Due in uno. Che cosa è e che cosa fa l’io che pensa?
p. 103-109
Texte intégral
1Nelle pagine che seguono riprendo le riflessioni di Hannah Arendt sulla nozione di pensiero e di persona. Si tratta di riflessioni che in molti aspetti sono affini ai dibattiti novecenteschi sull’io, ma che si prestano bene a tracciare una possibile teoria originale della soggettività, anzitutto perché vengono raramente prese in considerazione dalla letteratura canonica sulla questione del soggetto1; in secondo luogo perché, pur partendo da una prospettiva heideggeriana2, presentano una visione dell’io piuttosto “forte”, e si distanziano per questo dall’accentuazione – tanto tedesca contemporanea quanto ermeneutica e postmoderna3 – della finitezza, fragilità e gettatezza dell’io.
2Il mio intervento è strutturato in tre parti. Nella prima riassumo brevemente le tesi di Arendt sull’io in La vita della mente4 e in Alcune questioni di filosofia morale5. Si tratta di tesi che sorgono da riflessioni di natura politica e morale e da un profondo confronto con la filosofia antica, in particolare socratica. Nella seconda accenno – rifacendomi all’interpretazione hegeliana della soggettività socratica – ad alcuni limiti dell’argomentazione arendtiana, in particolare la critica del platonismo. Nell’ultima parte cerco di integrare la visione arendtiana dell’io come pensiero e dialogo con quella hegelo-platonica di “pensiero oggettivo”.

= = = =

### COMPITO RICHIESTO 1
Traduci in inglese questa frase del brano su Hannah Arendt: «Il mio intervento è strutturato in tre parti.»

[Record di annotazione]
= = = =

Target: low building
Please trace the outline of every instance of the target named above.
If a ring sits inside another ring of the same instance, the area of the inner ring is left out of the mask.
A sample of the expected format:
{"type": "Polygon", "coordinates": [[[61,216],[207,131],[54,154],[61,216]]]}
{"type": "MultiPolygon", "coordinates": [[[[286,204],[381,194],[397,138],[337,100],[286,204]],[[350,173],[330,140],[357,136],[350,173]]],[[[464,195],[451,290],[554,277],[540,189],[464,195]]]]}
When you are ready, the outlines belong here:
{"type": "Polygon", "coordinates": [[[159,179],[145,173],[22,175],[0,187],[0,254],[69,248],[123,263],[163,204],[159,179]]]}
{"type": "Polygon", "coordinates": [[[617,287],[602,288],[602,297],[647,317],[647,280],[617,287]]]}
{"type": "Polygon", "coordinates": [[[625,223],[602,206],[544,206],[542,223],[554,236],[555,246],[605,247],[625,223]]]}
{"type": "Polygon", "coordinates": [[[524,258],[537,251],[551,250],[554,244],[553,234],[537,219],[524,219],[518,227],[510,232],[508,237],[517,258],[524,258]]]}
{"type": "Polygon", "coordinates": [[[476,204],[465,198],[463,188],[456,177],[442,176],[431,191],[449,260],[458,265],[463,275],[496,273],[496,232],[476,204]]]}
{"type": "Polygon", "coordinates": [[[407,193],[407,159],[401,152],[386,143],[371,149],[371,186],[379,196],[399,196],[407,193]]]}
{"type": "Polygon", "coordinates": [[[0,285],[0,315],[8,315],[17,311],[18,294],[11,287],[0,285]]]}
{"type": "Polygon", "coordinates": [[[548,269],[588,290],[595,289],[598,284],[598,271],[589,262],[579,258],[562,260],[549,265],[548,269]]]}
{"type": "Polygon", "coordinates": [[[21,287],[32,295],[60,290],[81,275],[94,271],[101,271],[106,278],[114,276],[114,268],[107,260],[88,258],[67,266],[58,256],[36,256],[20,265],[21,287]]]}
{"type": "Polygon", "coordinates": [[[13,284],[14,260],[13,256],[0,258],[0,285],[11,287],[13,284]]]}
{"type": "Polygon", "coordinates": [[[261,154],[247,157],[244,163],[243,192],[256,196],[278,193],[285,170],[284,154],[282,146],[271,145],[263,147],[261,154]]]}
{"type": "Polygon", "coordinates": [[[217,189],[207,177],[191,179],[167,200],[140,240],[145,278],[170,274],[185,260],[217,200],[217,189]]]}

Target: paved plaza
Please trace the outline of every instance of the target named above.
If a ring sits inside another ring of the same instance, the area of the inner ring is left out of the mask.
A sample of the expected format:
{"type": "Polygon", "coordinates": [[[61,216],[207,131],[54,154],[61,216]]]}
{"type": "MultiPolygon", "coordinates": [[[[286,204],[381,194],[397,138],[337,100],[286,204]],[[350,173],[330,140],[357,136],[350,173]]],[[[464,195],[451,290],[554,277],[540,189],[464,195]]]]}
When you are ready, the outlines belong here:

= = = =

### COMPITO RICHIESTO 2
Nelle voci, riscrivi le righe che vanno da quella contenente "Target: paved plaza" fino alla fine delle voci, incluse entrambe. Sostituisci "ring" con "loop" e lascia invariato tutto il resto.

### RISPOSTA 1
My contribution is structured in three parts.

### RISPOSTA 2
Target: paved plaza
Please trace the outline of every instance of the target named above.
If a loop sits inside another loop of the same instance, the area of the inner loop is left out of the mask.
A sample of the expected format:
{"type": "Polygon", "coordinates": [[[61,216],[207,131],[54,154],[61,216]]]}
{"type": "MultiPolygon", "coordinates": [[[[286,204],[381,194],[397,138],[337,100],[286,204]],[[350,173],[330,140],[357,136],[350,173]]],[[[464,195],[451,290],[554,277],[540,189],[464,195]]]]}
When you are ready, the outlines belong here:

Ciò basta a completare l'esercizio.